* _Task requirements_
In this exercise, every entry below is to be reproduced word for word.

# # # #

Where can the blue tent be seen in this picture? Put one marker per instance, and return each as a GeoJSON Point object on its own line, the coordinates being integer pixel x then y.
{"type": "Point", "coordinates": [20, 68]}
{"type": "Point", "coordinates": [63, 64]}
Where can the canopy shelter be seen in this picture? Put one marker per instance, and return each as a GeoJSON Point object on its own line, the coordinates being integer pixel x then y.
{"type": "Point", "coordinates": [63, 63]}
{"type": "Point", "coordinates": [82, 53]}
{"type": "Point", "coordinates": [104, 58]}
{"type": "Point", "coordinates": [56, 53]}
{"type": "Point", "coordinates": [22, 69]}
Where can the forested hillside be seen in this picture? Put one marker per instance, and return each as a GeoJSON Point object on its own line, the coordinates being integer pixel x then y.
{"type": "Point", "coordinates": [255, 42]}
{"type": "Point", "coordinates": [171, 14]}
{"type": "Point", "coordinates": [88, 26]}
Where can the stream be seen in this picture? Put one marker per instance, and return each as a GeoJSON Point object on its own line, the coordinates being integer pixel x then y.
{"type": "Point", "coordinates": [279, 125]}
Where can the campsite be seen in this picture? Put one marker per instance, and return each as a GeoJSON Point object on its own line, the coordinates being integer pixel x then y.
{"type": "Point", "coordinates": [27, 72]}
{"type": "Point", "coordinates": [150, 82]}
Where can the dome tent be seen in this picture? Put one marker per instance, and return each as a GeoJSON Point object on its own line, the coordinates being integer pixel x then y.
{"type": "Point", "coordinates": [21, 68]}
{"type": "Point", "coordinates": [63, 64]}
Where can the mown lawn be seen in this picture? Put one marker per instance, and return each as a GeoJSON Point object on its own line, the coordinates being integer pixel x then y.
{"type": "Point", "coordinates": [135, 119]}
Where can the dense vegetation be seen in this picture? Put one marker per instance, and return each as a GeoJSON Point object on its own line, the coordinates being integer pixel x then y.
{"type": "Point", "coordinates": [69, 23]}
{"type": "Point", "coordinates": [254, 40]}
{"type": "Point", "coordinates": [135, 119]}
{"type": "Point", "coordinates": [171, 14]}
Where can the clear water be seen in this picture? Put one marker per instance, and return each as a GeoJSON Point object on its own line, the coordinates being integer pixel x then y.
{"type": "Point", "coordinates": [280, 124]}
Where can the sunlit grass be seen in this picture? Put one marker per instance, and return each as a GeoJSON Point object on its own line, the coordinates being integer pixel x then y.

# # # #

* _Answer to this task_
Where can the blue tent be seen in this picture? Put one marker per instance, and return each as a GeoJSON Point object on its own line, the coordinates being integer pixel x then y.
{"type": "Point", "coordinates": [20, 68]}
{"type": "Point", "coordinates": [63, 64]}
Where can the canopy shelter be seen in this picture? Put one marker per instance, and return each as a GeoJSON Point object on its own line, the coordinates being integer pixel x then y.
{"type": "Point", "coordinates": [63, 63]}
{"type": "Point", "coordinates": [82, 53]}
{"type": "Point", "coordinates": [104, 58]}
{"type": "Point", "coordinates": [56, 53]}
{"type": "Point", "coordinates": [22, 69]}
Where can the forested hillside be seen in this picture? Put one marker per instance, and return each as a GeoJSON Point object on its own line, the coordinates being integer pixel x then y.
{"type": "Point", "coordinates": [255, 42]}
{"type": "Point", "coordinates": [171, 14]}
{"type": "Point", "coordinates": [88, 26]}
Where can the stream be seen in this picture? Put one marker per instance, and return each as a GeoJSON Point object on its own line, the coordinates being integer pixel x then y.
{"type": "Point", "coordinates": [279, 125]}
Where can the campsite be seen in this picture? Put one marker per instance, and return each as a GeoJSON Point object on its own line, the coordinates being integer pixel x then y.
{"type": "Point", "coordinates": [27, 72]}
{"type": "Point", "coordinates": [150, 82]}
Where can the dome tent be seen in this picture? Put one marker per instance, and return each as a GeoJSON Point object on its own line, the coordinates being integer pixel x then y.
{"type": "Point", "coordinates": [21, 68]}
{"type": "Point", "coordinates": [63, 64]}
Where can the mown lawn be seen in this picture? Put one marker per instance, and return each as a GeoJSON Point object on its own line, the coordinates being integer pixel x then y.
{"type": "Point", "coordinates": [135, 119]}
Where can the dense vegetation be seen in this picture? Put one marker per instance, and return each as a GeoJSON Point object on its own line, the coordinates being integer pixel x then y.
{"type": "Point", "coordinates": [69, 23]}
{"type": "Point", "coordinates": [254, 40]}
{"type": "Point", "coordinates": [135, 119]}
{"type": "Point", "coordinates": [171, 14]}
Where can the clear water be seen in this picture? Put one marker per instance, and return each as a GeoJSON Point object on its own line, the coordinates being integer pixel x then y.
{"type": "Point", "coordinates": [280, 124]}
Where can the sunlit grass be seen in this picture? Put one marker per instance, and return each as a GeoJSON Point object on its own line, the coordinates being integer pixel x then y.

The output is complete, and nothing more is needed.